» **What you need to do**
Report only how many lines below include "brown".

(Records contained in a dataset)
########

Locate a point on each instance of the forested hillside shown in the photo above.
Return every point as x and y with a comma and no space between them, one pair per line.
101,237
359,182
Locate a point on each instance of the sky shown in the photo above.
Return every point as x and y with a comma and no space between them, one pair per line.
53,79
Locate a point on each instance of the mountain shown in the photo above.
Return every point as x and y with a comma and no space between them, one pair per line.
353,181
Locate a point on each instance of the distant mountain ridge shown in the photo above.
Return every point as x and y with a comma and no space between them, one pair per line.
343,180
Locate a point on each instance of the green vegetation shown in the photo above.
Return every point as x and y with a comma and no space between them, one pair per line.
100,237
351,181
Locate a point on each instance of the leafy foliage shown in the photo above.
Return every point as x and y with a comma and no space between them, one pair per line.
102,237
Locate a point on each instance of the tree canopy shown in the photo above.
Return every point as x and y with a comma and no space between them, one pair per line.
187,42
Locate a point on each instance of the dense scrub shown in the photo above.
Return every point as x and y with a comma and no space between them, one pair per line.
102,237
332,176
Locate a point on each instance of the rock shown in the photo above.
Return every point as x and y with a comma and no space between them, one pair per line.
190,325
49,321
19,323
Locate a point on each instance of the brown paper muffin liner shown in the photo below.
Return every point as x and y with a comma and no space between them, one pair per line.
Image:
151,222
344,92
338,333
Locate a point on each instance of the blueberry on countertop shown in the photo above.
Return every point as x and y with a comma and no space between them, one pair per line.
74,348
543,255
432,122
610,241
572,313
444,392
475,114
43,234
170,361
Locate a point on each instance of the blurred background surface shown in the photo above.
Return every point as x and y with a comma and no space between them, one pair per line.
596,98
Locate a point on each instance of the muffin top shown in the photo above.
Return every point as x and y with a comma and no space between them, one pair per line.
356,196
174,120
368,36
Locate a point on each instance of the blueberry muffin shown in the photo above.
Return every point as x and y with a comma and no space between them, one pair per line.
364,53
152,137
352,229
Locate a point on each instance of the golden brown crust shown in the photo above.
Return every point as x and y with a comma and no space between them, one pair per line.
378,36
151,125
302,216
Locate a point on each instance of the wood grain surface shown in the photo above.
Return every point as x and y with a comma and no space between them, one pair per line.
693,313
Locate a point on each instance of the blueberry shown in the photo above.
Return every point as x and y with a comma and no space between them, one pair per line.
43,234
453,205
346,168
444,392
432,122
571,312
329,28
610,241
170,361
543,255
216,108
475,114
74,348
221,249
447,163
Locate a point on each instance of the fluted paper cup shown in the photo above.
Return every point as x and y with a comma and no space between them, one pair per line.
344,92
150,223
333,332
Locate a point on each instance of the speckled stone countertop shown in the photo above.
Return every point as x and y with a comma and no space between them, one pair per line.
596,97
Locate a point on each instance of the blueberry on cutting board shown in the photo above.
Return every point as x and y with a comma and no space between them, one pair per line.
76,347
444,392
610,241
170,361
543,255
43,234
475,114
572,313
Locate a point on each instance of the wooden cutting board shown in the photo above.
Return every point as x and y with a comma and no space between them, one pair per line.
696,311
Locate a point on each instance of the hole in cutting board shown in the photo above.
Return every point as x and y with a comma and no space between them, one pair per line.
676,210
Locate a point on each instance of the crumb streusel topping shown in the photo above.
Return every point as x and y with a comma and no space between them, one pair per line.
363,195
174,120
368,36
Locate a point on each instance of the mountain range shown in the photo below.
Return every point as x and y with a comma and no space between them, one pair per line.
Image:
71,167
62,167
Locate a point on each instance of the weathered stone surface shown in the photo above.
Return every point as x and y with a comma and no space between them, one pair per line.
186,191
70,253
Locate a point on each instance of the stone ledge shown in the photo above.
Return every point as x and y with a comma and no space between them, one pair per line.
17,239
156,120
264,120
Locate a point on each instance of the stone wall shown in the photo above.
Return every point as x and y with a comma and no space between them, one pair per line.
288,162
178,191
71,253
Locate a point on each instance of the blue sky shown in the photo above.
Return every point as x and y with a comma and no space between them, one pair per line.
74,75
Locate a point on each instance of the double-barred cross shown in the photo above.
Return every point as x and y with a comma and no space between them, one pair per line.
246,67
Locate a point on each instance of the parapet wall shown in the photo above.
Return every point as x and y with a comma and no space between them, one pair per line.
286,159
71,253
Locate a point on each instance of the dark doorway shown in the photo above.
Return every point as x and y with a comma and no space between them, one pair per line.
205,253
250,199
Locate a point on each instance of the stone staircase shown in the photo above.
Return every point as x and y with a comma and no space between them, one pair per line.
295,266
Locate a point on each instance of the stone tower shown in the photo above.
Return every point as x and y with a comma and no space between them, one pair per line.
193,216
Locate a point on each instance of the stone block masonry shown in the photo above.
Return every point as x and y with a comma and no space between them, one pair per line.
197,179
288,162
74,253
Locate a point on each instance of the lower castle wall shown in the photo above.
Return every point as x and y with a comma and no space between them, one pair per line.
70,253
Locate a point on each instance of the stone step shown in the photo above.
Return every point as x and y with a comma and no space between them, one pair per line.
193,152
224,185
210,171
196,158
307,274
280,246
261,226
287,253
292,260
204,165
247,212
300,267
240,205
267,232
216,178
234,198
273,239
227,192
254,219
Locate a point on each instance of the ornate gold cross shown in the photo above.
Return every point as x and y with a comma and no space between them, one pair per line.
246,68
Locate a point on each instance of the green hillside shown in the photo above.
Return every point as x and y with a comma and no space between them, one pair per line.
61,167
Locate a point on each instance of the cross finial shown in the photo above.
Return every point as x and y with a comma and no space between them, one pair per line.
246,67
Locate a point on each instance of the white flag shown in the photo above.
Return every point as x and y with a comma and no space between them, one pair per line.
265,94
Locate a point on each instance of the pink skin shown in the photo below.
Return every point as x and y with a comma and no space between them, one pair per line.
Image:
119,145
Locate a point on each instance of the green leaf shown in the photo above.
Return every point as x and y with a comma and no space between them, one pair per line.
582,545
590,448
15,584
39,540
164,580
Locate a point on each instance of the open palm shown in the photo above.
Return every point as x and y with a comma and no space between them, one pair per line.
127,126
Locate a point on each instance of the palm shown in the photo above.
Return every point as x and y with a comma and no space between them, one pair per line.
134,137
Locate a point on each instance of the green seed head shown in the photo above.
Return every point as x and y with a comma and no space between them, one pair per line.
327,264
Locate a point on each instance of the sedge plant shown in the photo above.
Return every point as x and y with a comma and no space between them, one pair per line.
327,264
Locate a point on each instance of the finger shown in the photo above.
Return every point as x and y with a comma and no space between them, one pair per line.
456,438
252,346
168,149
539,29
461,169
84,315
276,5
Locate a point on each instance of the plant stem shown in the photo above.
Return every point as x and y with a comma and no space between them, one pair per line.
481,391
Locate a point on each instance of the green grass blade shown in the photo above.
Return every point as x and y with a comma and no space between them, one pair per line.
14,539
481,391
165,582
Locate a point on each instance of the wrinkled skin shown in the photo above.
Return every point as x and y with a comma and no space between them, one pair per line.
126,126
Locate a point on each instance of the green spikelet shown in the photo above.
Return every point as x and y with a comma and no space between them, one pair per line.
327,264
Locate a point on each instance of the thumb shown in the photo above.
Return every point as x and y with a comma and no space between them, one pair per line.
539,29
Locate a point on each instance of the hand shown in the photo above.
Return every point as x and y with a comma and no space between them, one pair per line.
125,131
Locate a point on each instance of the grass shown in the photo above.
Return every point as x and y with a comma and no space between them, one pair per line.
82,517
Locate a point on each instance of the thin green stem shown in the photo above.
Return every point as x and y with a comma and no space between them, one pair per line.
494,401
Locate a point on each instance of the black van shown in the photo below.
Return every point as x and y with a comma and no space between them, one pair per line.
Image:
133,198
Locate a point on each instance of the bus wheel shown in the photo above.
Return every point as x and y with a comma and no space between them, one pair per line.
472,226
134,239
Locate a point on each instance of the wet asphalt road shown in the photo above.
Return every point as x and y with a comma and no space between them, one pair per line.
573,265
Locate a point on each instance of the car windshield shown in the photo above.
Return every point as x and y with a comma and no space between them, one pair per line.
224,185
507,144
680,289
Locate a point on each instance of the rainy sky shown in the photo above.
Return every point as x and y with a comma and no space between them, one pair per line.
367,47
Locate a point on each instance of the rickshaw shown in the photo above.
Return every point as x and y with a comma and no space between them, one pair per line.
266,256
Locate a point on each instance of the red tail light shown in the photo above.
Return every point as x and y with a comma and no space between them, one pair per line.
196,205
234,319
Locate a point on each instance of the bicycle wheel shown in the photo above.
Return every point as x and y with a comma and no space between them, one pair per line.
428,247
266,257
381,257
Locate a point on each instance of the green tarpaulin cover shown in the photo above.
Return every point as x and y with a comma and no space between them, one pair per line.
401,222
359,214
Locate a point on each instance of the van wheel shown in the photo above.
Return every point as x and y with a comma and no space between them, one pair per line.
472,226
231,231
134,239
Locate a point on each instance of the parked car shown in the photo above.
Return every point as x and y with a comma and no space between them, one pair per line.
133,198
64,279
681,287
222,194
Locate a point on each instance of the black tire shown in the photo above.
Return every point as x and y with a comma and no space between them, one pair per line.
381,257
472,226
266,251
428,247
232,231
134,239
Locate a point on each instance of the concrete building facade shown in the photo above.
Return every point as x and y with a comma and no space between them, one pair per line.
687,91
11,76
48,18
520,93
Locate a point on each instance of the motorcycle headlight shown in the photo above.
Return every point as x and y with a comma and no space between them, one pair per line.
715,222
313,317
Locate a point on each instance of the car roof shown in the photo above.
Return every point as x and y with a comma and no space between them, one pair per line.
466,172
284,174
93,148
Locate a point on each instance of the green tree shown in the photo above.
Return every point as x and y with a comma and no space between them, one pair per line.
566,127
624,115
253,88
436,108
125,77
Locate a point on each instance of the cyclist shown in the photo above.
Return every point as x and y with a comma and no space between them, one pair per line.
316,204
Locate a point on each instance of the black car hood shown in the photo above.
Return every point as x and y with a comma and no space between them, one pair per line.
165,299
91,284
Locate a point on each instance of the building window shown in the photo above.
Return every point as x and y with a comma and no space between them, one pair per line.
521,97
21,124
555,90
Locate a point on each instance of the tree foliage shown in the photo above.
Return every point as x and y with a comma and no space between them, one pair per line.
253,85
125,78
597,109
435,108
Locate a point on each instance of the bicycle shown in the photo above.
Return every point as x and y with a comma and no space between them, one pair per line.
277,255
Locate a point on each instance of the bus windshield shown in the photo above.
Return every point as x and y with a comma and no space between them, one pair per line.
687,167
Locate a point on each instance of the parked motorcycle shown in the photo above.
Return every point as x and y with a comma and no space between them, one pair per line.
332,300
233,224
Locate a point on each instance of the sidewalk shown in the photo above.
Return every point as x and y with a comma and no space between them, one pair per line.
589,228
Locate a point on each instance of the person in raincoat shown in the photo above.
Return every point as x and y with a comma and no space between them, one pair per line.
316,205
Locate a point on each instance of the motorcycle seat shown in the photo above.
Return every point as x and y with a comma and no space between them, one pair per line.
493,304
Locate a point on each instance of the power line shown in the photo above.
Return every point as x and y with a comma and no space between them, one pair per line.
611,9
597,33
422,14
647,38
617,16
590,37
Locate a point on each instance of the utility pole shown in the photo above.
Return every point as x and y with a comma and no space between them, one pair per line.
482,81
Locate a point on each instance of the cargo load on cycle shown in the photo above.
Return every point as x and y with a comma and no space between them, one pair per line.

########

» **Your response**
2